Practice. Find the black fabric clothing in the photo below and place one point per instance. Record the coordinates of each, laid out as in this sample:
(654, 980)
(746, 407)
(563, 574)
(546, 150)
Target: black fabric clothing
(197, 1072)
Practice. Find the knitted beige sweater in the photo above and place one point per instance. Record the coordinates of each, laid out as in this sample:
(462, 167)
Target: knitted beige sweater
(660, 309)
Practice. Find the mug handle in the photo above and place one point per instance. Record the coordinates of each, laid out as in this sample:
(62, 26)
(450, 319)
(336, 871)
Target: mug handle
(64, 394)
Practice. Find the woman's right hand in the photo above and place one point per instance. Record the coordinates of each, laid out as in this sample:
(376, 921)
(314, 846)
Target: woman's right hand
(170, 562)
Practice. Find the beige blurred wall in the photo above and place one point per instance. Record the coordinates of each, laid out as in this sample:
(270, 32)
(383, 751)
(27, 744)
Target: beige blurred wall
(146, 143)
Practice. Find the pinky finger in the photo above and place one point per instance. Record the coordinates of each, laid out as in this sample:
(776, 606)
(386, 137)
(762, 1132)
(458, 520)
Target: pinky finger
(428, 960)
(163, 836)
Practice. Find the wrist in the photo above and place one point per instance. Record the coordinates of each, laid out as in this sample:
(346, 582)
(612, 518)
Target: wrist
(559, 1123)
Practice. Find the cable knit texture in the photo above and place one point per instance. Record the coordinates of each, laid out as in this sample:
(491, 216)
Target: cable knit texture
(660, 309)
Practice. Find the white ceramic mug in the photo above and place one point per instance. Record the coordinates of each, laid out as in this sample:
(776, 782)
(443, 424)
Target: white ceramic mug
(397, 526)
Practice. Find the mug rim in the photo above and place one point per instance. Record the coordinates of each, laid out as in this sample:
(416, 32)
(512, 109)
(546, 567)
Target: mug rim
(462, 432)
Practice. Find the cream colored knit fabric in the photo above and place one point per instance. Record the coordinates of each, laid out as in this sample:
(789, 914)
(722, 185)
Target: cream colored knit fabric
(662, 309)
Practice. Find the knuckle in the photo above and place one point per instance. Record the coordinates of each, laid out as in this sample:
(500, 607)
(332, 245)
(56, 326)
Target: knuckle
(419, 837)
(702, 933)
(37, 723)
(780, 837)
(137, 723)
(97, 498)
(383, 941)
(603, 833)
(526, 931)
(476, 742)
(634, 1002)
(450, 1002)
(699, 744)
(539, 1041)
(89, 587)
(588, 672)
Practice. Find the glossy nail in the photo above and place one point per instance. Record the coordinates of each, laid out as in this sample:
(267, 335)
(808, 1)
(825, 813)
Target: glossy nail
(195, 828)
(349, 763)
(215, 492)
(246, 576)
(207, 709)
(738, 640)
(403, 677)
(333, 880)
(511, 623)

**Assignment**
State how many lines in the preceding material contain the word "above", and give nothing else.

**Output for this task**
12